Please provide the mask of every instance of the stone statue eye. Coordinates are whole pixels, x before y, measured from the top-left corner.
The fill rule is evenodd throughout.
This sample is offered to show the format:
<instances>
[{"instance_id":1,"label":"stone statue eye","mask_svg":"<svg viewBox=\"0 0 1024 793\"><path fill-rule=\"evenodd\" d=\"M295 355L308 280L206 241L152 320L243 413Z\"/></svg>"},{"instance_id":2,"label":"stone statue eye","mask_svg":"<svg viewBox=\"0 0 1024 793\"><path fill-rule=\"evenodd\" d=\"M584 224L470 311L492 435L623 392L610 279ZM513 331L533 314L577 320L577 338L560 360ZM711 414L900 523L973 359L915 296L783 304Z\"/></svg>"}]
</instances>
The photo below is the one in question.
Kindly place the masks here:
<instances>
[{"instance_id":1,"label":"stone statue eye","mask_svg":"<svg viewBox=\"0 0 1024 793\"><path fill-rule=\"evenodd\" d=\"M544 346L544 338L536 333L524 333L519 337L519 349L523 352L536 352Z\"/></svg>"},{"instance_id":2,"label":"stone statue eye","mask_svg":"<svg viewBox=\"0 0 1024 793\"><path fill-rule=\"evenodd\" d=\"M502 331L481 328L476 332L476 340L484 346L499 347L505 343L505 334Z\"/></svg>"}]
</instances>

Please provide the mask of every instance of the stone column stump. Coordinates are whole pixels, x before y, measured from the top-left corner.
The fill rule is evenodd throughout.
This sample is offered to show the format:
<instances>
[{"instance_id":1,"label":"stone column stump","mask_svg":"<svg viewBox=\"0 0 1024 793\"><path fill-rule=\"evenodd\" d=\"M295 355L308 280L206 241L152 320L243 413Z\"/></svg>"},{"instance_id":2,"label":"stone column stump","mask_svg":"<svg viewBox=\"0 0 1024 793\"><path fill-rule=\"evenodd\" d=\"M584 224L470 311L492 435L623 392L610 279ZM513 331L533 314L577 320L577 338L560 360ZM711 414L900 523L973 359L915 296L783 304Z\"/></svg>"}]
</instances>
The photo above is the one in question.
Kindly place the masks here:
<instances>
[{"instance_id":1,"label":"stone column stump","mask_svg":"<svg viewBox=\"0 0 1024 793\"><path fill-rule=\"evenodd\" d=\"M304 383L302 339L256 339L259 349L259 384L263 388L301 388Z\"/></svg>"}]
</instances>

§ **OBJECTIVE**
Copy out the records word for word, from the line containing "Please provide the mask of every instance of the stone column" through the end of the records. Give only that stretch.

§ **THE OUTPUT**
Please provide the mask of every instance of the stone column stump. Coordinates are whole pixels, x before y, measured from the top-left corner.
The fill rule is evenodd throughout.
This sample is offered to show the format:
<instances>
[{"instance_id":1,"label":"stone column stump","mask_svg":"<svg viewBox=\"0 0 1024 793\"><path fill-rule=\"evenodd\" d=\"M295 355L308 280L206 241L152 320L243 413Z\"/></svg>"},{"instance_id":2,"label":"stone column stump","mask_svg":"<svg viewBox=\"0 0 1024 793\"><path fill-rule=\"evenodd\" d=\"M584 224L470 311L492 435L623 392L610 279ZM513 331L533 314L577 320L577 338L560 360ZM711 414L900 523L973 359L915 296L783 304Z\"/></svg>"}]
</instances>
The photo above is the one in question.
Kindly place the masks here:
<instances>
[{"instance_id":1,"label":"stone column stump","mask_svg":"<svg viewBox=\"0 0 1024 793\"><path fill-rule=\"evenodd\" d=\"M304 383L302 339L256 339L259 349L259 384L263 388L301 388Z\"/></svg>"}]
</instances>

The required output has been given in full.